Extracted records:
— START —
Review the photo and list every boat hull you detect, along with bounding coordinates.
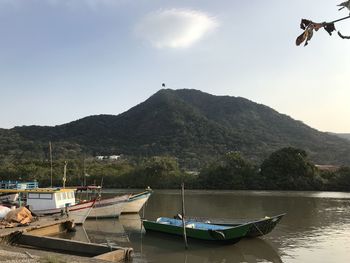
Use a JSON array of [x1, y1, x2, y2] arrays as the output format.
[[87, 195, 129, 219], [33, 201, 95, 225], [122, 191, 152, 214], [188, 214, 286, 237], [143, 218, 250, 243]]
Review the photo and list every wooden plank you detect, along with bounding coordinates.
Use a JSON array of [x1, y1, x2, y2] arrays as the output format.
[[94, 249, 132, 262], [15, 233, 131, 256]]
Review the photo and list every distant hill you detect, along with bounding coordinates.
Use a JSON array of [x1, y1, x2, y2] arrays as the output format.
[[334, 133, 350, 140], [0, 89, 350, 167]]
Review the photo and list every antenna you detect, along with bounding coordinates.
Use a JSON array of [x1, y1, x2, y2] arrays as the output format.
[[62, 161, 67, 188], [49, 141, 52, 188]]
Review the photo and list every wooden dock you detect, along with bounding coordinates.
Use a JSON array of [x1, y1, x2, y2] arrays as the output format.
[[0, 217, 133, 262]]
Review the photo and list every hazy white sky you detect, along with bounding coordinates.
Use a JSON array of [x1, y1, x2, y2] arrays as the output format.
[[0, 0, 350, 132]]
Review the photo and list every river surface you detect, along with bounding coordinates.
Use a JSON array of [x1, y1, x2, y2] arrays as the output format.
[[58, 190, 350, 263]]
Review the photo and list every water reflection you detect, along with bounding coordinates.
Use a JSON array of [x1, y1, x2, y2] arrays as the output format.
[[58, 191, 350, 263]]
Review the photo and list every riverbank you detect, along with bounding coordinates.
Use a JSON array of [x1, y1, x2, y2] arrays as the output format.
[[0, 244, 106, 263]]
— END —
Problem description:
Please convert all nine rows above into a two-column CSV with the headers instruction and output, one line per row, putting each field in double quotes and replacing line breaks with spaces. Leave the pictures out.

Solution to this problem:
instruction,output
"Review the photo and list every boat hull you detect, along with bounding coordinates. Use a JSON array of [x1, y1, x2, y2] arrays as the output format.","[[87, 195, 129, 219], [33, 201, 95, 225], [122, 191, 152, 214], [188, 214, 286, 237], [143, 218, 250, 243]]"
"Review the photo and list every wooden plank you detect, along with bounding coordinates. Use a JSON array of [x1, y1, x2, y2] arrays as the output format.","[[94, 249, 132, 262], [15, 233, 131, 256]]"
"Review the photo and list every distant hill you detect, along with bounding coordinates. Use a JSON array of [x1, y1, x2, y2] arrays as the output format.","[[334, 133, 350, 140], [0, 89, 350, 167]]"
"Review the photo and list every antenna you detect, along with bounding coordinates. Use a JSON array of [x1, y1, x2, y2] arrays as the output format.","[[62, 161, 67, 188], [49, 141, 52, 188]]"
"Review the photo and list every wooden dock you detect, along with bounding coordinates. Use a JSON array of [x1, y1, x2, y2] arrays as the output format.","[[0, 217, 133, 262]]"
"Review the photo and list every hazy white sky you detect, along with bounding coordinates. Use a JSON array of [x1, y1, x2, y2] arrays as the output format.","[[0, 0, 350, 132]]"
"Review the photo and list every river surface you detect, along with bounding coordinates. Use a JSON array of [x1, y1, x2, y2] arrays as the output format.","[[58, 190, 350, 263]]"
"Review the photo and list every water reflection you detect, along with bounding coordinates. Use a JSON array of [x1, y1, x2, y2] arrays as the output format.","[[58, 191, 350, 263]]"
"Review the photo and list every riverbank you detect, along with bounding coordinates. Use a JSON array of [x1, y1, x2, y2] arrays as the output format.","[[0, 244, 106, 263]]"